__Request__
Each record below should be repeated precisely as written.

__Boundary labeling items__
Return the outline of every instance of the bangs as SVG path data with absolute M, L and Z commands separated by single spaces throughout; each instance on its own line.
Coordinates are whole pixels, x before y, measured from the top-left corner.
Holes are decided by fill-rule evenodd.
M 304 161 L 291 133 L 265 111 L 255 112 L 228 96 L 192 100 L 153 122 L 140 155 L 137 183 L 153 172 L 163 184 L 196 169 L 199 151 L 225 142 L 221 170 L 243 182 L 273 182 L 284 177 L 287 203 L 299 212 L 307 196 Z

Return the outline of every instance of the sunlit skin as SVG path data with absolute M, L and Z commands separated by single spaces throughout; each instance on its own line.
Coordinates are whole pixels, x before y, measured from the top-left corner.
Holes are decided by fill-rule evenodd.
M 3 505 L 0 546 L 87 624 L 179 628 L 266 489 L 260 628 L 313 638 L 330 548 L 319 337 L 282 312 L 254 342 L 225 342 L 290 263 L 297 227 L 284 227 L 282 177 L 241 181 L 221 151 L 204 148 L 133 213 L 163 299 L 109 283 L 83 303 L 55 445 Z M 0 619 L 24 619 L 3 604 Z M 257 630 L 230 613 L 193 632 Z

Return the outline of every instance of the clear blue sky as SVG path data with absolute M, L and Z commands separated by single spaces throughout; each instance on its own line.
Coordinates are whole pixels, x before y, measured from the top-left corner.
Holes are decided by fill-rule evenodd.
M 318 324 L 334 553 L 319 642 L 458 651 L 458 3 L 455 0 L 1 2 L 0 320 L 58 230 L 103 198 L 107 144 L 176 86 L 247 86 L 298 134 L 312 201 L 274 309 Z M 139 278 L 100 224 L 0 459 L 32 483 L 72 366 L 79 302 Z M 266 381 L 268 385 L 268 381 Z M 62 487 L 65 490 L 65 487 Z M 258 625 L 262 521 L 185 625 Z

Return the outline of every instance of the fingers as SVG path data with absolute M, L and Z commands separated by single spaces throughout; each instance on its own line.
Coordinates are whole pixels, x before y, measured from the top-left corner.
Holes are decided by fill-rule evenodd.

__Expected output__
Return the outline of every instance of the bangs as SVG path data with absolute M, L and Z commands separated by single spaces throughout; each instance on its own line.
Coordinates are whole pixels, x before y, measured from the top-left corner.
Holes are decided by fill-rule evenodd.
M 304 161 L 291 133 L 265 111 L 255 112 L 228 96 L 192 100 L 153 122 L 140 155 L 137 183 L 153 172 L 163 184 L 196 169 L 199 151 L 225 142 L 221 170 L 243 182 L 273 182 L 284 177 L 287 203 L 299 212 L 307 196 Z

Return the outline of every instance of the sunlit skin as SVG path data with absolute M, L and Z commands separated by single spaces throughout; each instance on its own line.
Coordinates are whole pixels, x before y, measured from the top-left corner.
Holes are decided by fill-rule evenodd.
M 3 505 L 0 546 L 87 624 L 179 628 L 266 489 L 260 628 L 313 638 L 330 548 L 319 337 L 282 312 L 254 342 L 225 342 L 290 263 L 297 227 L 284 227 L 282 177 L 241 181 L 221 151 L 204 148 L 133 213 L 163 299 L 109 283 L 83 303 L 55 445 Z M 0 619 L 24 619 L 3 604 Z M 257 630 L 230 613 L 193 632 Z

Return the outline of every instance of the clear blue sky as SVG path data with absolute M, L and Z commands separated by single spaces throughout; each instance on its own line.
Coordinates are whole pixels, x before y, measured from the top-left corner.
Holes are decided by fill-rule evenodd.
M 318 324 L 334 553 L 319 642 L 458 651 L 458 3 L 455 0 L 1 2 L 0 320 L 58 230 L 103 198 L 107 144 L 176 86 L 247 86 L 298 134 L 312 201 L 274 309 Z M 139 278 L 100 224 L 0 459 L 32 483 L 72 366 L 79 302 Z M 266 381 L 268 385 L 268 381 Z M 62 487 L 65 490 L 65 487 Z M 258 625 L 262 521 L 185 625 Z

Return the outline of every instance of the fingers as SVG path data with absolute M, L and Z commands separated by single spaces throughout; each instance on its own line.
Coordinates are whole pixels, x before y, measured from the top-left corner.
Holes are decided by fill-rule evenodd.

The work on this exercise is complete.